Task material:
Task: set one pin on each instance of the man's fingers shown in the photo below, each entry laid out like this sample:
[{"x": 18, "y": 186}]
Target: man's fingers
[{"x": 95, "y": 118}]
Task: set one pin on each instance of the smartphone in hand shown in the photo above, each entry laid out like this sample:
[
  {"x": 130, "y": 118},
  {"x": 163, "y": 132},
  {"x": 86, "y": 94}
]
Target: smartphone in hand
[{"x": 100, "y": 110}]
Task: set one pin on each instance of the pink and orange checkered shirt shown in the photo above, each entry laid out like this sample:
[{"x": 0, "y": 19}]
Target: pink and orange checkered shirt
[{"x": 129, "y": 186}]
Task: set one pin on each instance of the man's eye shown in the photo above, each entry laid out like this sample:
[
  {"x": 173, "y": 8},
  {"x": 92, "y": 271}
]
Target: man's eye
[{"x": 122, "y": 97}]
==
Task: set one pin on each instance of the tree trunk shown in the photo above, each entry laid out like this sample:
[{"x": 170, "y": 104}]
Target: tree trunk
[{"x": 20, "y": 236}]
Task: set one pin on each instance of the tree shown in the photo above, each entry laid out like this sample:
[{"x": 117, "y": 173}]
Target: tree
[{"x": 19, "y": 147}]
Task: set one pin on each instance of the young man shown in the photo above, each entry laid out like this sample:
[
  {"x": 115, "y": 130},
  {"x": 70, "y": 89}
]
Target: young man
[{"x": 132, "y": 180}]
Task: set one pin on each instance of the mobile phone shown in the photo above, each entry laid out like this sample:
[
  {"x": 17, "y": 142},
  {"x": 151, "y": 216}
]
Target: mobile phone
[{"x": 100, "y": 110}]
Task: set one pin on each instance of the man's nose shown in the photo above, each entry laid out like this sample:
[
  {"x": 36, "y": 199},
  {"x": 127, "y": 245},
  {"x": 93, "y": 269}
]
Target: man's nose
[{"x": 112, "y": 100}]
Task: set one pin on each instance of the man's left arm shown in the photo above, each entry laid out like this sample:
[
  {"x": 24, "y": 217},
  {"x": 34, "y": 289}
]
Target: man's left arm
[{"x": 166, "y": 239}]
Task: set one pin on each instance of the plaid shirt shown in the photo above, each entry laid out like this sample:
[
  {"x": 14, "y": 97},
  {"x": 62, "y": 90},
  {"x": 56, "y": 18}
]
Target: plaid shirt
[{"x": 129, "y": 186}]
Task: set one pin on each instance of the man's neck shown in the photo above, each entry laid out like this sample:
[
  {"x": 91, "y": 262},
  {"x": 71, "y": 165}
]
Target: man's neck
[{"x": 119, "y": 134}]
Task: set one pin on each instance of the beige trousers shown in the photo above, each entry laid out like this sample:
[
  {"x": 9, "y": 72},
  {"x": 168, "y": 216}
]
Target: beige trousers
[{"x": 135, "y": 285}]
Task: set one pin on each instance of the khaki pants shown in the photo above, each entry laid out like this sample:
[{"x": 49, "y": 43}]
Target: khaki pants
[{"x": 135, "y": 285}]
--
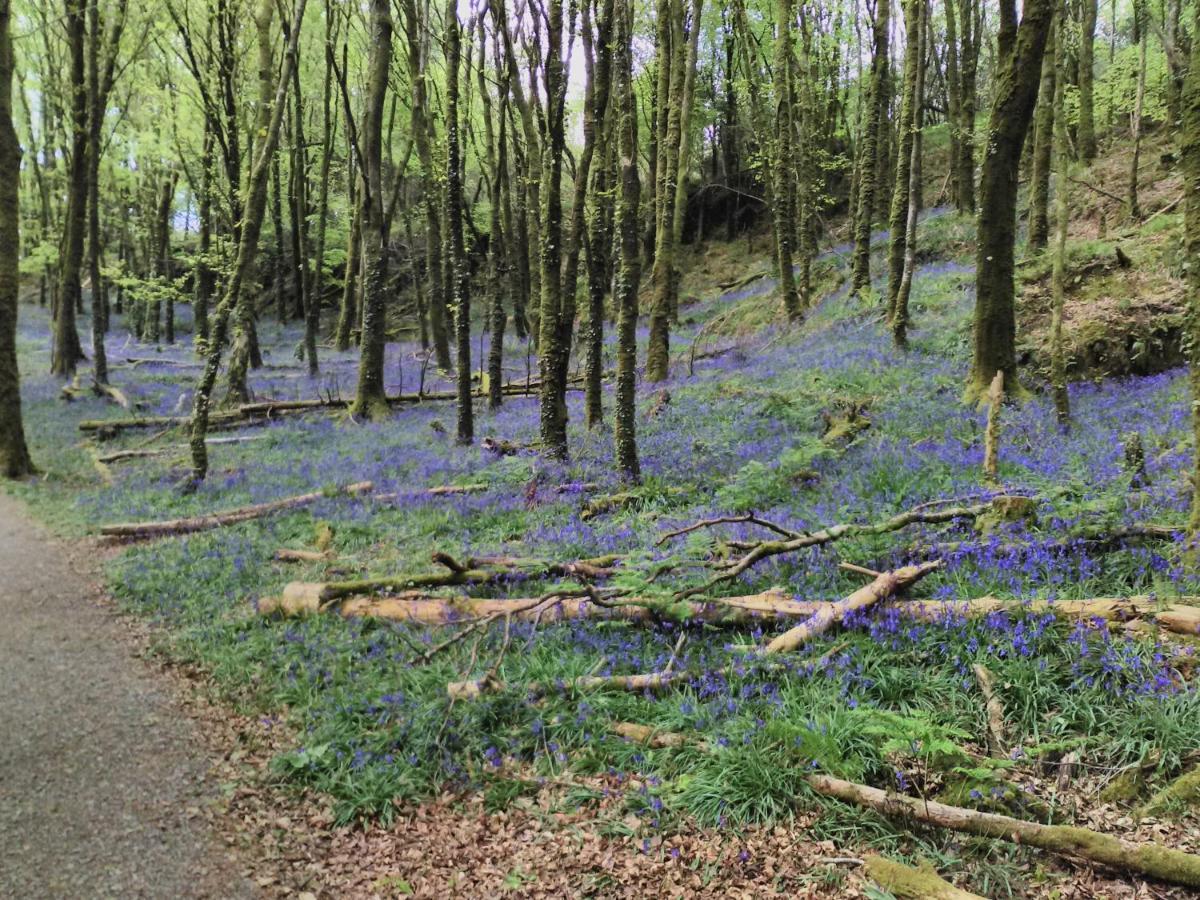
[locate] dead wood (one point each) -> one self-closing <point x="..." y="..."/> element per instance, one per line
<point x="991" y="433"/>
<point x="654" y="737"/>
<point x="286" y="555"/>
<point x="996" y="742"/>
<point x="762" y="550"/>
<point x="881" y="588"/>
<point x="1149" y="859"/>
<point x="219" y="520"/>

Required task: Please pull out every line of the listing above that contains the word "nose". Letter case counts.

Complete answer:
Task: set one pin on each instance of the man's nose shown in the photo above, each entry laid out like this sample:
Target: man's nose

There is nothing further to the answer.